- **Stated task 1**: In the news report on fighting in Somalia, which town did the government-allied militias recapture from the Islamists?
- **Stated task 2**: Resume the news report on fighting in Somalia where its last sentence ends.

- **Text extract**:
■ ■ ■ ■
News


Mogadishu death toll rises to 100, residents flee

By Aweys Yusuf and Abdi Sheikh| April 22, 2008


Somali insurgents

Somali insurgents

MOGADISHU (Reuters) –
Militias allied to the Somali
government recaptured a southern port from Islamists on
Tuesday, as the death toll from an upsurge of fighting in
recent days rose to nearly 100, witnesses said.

The militias recaptured Guda, which had been taken by the
Islamists’ militant al Shabaab wing on Monday, after overnight
fighting that brought fatalities on both sides.

“The town is under our control. On both sides, five died
and eight were wounded,” said militiaman Abdisalan Hassan
Bootan.

In Mogadishu, eight more corpses were found where Ethiopian
troops backing the Somali government clashed with Islamist
insurgents over the weekend.

And in Baidoa town, the seat of Somalia’s parliament,
masked gunmen shot dead a government intelligence officer.

That took the total death toll in violence since the
weekend to 99, according to witnesses and a local rights group.

Branded terrorists by Washington, al Shabaab has led an
Iraq-style insurgency against the government and its Ethiopian
allies since early 2007.

The insurgency began when the Islamic Courts Union, of
which Al Shabaab was a part, lost control of Mogadishu.

ANOTHER TOWN TAKEN

Heavily-armed Shabaab fighters took Berdale town, near
Baidoa in central Somalia, on Monday, and immediately imposed
sharia law, residents said. The Islamists forced local
authorities to disarm, and there were no casualties.
■ ■ ■ ■
- **Dataset extract**:
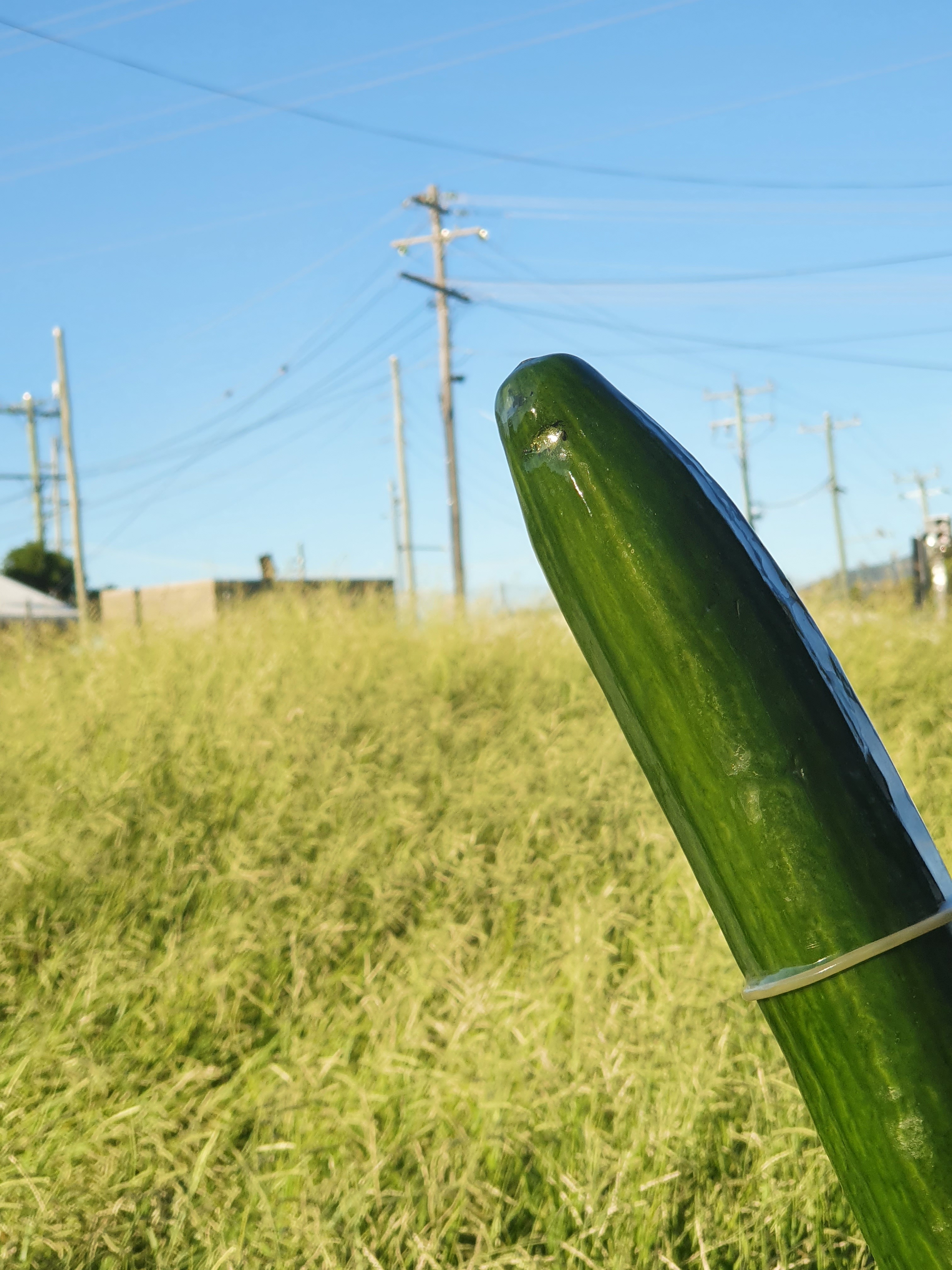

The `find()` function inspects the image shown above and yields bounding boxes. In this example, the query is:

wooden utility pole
■ ■ ■ ■
- **Expected output 1**: Guda

- **Expected output 2**:
“They are patrolling in the town carrying heavy machineguns
and rockets on their shoulders,” local businessman Ali Madey
Isak told Reuters. “They have told people not to smoke in
public, chew (the narcotic leaf) khat, or watch movies.”

The Islamists have in recent months launched an increasing
number of hit-and-run raids on small towns — seizing control
only to melt away before reinforcements arrive. The attacks
seem to be a show of strength intended to stretch the
government and Ethiopian troops, rather than a bid to win and
hold territory.

The recent violence has swelled Somalia’s internal refugee
population of about 1 million. Aid workers say Somalia is one
of the world’s worst, yet most neglected, humanitarian crises.

The United Nations is trying to broker peace talks between
the warring Somali factions in neighboring Djibouti on May 10.
The Horn of Africa nation has been without central rule and in
near-permanent conflict since the 1991 ouster of a dictator.

But the new violence has left talks looking unlikely.

A spokesman for the Islamic Courts, Sheikh Ibrahim Suley,
said the real death toll from the weekend violence in Mogadishu
was much higher, and talks with the government had consequently
been postponed indefinitely.

“The Ethiopians killed around 200 people and kidnapped 160
others including 41 Koranic students … We will continue
fighting the Ethiopians and those under the protection of their
tanks. We call on them to repent,” Suley told Reuters.

“It is never possible to hold talks with those who killed
our people. We had dialogue with the U.N. over the withdrawal
of Ethiopian troops and now we decided to put that on hold.”

The new fighting comes as the worst drought in more than a
decade grips most of Somalia, the U.N. office for the
Coordination of Humanitarian Affairs (OCHA) said on Tuesday.

“If the drought persists in addition to the fighting, we
will be confronted with the same situation in 1991-92 when
drought and civil strife claimed the lives of hundreds of
thousands of Somalis,” Elisabeth Byrs of OCHA said in Geneva.

(Additional reporting by Abdi Mohamed in Mogadishu, Sahra
Abdi in Kismayu, Mohamed Ahmed in Baidoa, and Stephanie Nebehay
in Geneva; Writing by Guled Mohamed; Editing by Andrew
Cawthorne and Catherine Evans)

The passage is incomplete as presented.